Task instructions: Reproduce every entry exactly, without alteration.

Start of Data extract

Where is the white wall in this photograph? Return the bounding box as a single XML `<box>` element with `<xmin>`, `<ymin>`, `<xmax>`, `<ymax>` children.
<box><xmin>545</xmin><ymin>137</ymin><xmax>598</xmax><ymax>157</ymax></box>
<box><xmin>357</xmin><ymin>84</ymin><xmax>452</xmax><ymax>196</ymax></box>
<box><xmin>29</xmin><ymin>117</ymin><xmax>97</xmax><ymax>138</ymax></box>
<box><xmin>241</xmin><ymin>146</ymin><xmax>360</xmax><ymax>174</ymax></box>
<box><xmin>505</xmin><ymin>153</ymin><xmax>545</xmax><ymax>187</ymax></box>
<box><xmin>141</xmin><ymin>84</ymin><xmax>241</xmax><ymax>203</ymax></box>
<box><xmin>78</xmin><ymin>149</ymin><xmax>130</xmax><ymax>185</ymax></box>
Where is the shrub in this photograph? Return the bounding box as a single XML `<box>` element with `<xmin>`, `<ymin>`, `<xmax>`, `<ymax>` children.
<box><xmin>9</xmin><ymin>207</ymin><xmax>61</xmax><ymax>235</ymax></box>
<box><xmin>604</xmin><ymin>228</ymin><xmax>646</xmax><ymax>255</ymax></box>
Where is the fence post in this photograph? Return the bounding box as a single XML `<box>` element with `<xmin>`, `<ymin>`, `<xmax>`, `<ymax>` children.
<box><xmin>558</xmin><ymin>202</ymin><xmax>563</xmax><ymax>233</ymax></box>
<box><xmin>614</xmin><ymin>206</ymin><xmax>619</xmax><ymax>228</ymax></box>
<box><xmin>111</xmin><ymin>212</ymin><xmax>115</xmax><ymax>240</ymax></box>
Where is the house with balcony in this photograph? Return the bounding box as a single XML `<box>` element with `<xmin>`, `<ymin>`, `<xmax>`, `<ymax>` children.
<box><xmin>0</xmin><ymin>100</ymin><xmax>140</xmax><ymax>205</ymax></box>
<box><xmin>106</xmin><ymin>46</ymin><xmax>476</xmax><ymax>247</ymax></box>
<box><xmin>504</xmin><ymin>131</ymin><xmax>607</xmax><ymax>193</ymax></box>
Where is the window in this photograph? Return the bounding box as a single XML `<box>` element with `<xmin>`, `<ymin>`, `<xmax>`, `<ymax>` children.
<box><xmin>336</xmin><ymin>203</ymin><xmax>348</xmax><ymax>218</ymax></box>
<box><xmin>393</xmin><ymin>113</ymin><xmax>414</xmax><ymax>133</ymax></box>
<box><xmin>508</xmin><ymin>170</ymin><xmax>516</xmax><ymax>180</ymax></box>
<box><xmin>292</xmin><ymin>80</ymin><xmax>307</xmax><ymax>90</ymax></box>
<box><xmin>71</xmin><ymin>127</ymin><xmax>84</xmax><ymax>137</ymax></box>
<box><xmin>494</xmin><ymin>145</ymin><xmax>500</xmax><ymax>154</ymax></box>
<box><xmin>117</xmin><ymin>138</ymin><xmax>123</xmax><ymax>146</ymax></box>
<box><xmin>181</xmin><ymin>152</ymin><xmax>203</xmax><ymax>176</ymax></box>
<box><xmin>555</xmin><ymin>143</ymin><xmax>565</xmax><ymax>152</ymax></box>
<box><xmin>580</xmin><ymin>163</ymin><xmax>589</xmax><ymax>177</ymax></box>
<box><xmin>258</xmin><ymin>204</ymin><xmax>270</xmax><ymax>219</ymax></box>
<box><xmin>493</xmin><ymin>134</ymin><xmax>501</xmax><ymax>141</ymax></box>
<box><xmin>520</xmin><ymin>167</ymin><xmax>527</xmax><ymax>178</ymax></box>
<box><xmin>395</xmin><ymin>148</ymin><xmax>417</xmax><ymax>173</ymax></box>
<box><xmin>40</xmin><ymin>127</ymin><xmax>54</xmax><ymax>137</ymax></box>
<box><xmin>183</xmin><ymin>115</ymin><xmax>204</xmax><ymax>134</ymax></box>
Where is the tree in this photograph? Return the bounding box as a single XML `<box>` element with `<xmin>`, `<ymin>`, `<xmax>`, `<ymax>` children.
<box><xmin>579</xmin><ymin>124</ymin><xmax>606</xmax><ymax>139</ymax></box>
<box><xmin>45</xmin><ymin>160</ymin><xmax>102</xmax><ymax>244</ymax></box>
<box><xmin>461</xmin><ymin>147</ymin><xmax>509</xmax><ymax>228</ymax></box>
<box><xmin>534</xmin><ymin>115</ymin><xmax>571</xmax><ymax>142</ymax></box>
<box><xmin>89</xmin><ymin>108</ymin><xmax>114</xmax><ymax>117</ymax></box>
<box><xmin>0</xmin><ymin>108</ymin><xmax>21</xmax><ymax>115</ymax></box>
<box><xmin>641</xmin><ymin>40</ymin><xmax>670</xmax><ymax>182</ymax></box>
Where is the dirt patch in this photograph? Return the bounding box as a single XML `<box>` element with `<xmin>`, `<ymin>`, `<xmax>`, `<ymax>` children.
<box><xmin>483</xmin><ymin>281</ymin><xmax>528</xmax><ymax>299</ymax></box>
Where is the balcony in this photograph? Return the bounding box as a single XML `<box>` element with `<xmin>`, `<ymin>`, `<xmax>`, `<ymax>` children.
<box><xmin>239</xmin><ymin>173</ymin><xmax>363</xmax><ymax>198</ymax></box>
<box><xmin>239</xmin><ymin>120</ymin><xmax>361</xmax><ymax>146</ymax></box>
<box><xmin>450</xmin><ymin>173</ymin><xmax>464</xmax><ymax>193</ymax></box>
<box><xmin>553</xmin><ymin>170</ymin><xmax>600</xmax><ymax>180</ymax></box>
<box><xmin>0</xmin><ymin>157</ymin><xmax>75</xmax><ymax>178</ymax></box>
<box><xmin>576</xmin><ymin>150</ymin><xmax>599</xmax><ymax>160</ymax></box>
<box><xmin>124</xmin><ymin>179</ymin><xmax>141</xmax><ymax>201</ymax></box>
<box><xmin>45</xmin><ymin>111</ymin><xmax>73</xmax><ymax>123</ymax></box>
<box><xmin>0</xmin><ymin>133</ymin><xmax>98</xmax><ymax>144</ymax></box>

End of Data extract

Response to this exercise:
Where is the white wall in this photograph? Return the bounding box as a single XML `<box>` element with `<xmin>`, `<ymin>`, `<xmax>`, `<ymax>` children.
<box><xmin>545</xmin><ymin>137</ymin><xmax>598</xmax><ymax>157</ymax></box>
<box><xmin>357</xmin><ymin>84</ymin><xmax>452</xmax><ymax>196</ymax></box>
<box><xmin>29</xmin><ymin>117</ymin><xmax>97</xmax><ymax>138</ymax></box>
<box><xmin>241</xmin><ymin>146</ymin><xmax>360</xmax><ymax>174</ymax></box>
<box><xmin>505</xmin><ymin>153</ymin><xmax>545</xmax><ymax>187</ymax></box>
<box><xmin>141</xmin><ymin>84</ymin><xmax>241</xmax><ymax>203</ymax></box>
<box><xmin>78</xmin><ymin>149</ymin><xmax>130</xmax><ymax>185</ymax></box>
Where is the shrub in this photograph? Return the bounding box as a single XML `<box>` element with `<xmin>`, `<ymin>`, `<xmax>`, `<ymax>` children.
<box><xmin>9</xmin><ymin>207</ymin><xmax>61</xmax><ymax>235</ymax></box>
<box><xmin>604</xmin><ymin>228</ymin><xmax>646</xmax><ymax>255</ymax></box>
Where is the fence post in this photograph? Return the bounding box as a single XML `<box>` element with `<xmin>`, `<ymin>`, `<xmax>`, `<ymax>` children.
<box><xmin>558</xmin><ymin>202</ymin><xmax>563</xmax><ymax>233</ymax></box>
<box><xmin>614</xmin><ymin>206</ymin><xmax>619</xmax><ymax>228</ymax></box>
<box><xmin>111</xmin><ymin>212</ymin><xmax>115</xmax><ymax>240</ymax></box>
Where is the house with balcony in this photograph? Return the bounding box as a single XML `<box>` element with `<xmin>`, `<ymin>`, `<xmax>`, `<ymax>` children.
<box><xmin>0</xmin><ymin>100</ymin><xmax>140</xmax><ymax>205</ymax></box>
<box><xmin>106</xmin><ymin>46</ymin><xmax>476</xmax><ymax>247</ymax></box>
<box><xmin>504</xmin><ymin>131</ymin><xmax>607</xmax><ymax>193</ymax></box>
Where is the window in this photograph? Return the bounding box as a single XML `<box>` element with `<xmin>`, `<ymin>`, `<xmax>`, `<ymax>` children.
<box><xmin>336</xmin><ymin>203</ymin><xmax>348</xmax><ymax>218</ymax></box>
<box><xmin>393</xmin><ymin>113</ymin><xmax>414</xmax><ymax>133</ymax></box>
<box><xmin>508</xmin><ymin>170</ymin><xmax>516</xmax><ymax>180</ymax></box>
<box><xmin>292</xmin><ymin>80</ymin><xmax>307</xmax><ymax>90</ymax></box>
<box><xmin>71</xmin><ymin>127</ymin><xmax>84</xmax><ymax>137</ymax></box>
<box><xmin>494</xmin><ymin>145</ymin><xmax>500</xmax><ymax>154</ymax></box>
<box><xmin>117</xmin><ymin>138</ymin><xmax>123</xmax><ymax>146</ymax></box>
<box><xmin>181</xmin><ymin>152</ymin><xmax>203</xmax><ymax>176</ymax></box>
<box><xmin>555</xmin><ymin>143</ymin><xmax>565</xmax><ymax>152</ymax></box>
<box><xmin>580</xmin><ymin>163</ymin><xmax>589</xmax><ymax>177</ymax></box>
<box><xmin>258</xmin><ymin>204</ymin><xmax>270</xmax><ymax>219</ymax></box>
<box><xmin>493</xmin><ymin>134</ymin><xmax>501</xmax><ymax>141</ymax></box>
<box><xmin>520</xmin><ymin>167</ymin><xmax>527</xmax><ymax>178</ymax></box>
<box><xmin>395</xmin><ymin>148</ymin><xmax>417</xmax><ymax>173</ymax></box>
<box><xmin>40</xmin><ymin>127</ymin><xmax>54</xmax><ymax>137</ymax></box>
<box><xmin>183</xmin><ymin>115</ymin><xmax>204</xmax><ymax>134</ymax></box>
Where is the tree in this photograph? Return the bounding box as a single XML `<box>` element with `<xmin>`, `<ymin>`, `<xmax>`, `<ymax>` children.
<box><xmin>579</xmin><ymin>124</ymin><xmax>606</xmax><ymax>139</ymax></box>
<box><xmin>45</xmin><ymin>160</ymin><xmax>102</xmax><ymax>244</ymax></box>
<box><xmin>461</xmin><ymin>147</ymin><xmax>509</xmax><ymax>228</ymax></box>
<box><xmin>534</xmin><ymin>115</ymin><xmax>571</xmax><ymax>142</ymax></box>
<box><xmin>89</xmin><ymin>108</ymin><xmax>114</xmax><ymax>117</ymax></box>
<box><xmin>0</xmin><ymin>108</ymin><xmax>21</xmax><ymax>115</ymax></box>
<box><xmin>641</xmin><ymin>40</ymin><xmax>670</xmax><ymax>182</ymax></box>
Where is the dirt patch in this photograph? Return the bounding box as a single XML `<box>` element with `<xmin>`, `<ymin>`, `<xmax>`, `<ymax>` children.
<box><xmin>483</xmin><ymin>281</ymin><xmax>528</xmax><ymax>299</ymax></box>
Where is the balcony in this photograph? Return the bounding box as a single XML `<box>` element with `<xmin>`, `<ymin>`, `<xmax>`, `<ymax>` children.
<box><xmin>239</xmin><ymin>173</ymin><xmax>363</xmax><ymax>198</ymax></box>
<box><xmin>239</xmin><ymin>120</ymin><xmax>361</xmax><ymax>146</ymax></box>
<box><xmin>450</xmin><ymin>173</ymin><xmax>464</xmax><ymax>193</ymax></box>
<box><xmin>553</xmin><ymin>170</ymin><xmax>600</xmax><ymax>180</ymax></box>
<box><xmin>0</xmin><ymin>157</ymin><xmax>75</xmax><ymax>178</ymax></box>
<box><xmin>576</xmin><ymin>150</ymin><xmax>599</xmax><ymax>160</ymax></box>
<box><xmin>124</xmin><ymin>179</ymin><xmax>141</xmax><ymax>201</ymax></box>
<box><xmin>45</xmin><ymin>111</ymin><xmax>73</xmax><ymax>123</ymax></box>
<box><xmin>0</xmin><ymin>133</ymin><xmax>98</xmax><ymax>144</ymax></box>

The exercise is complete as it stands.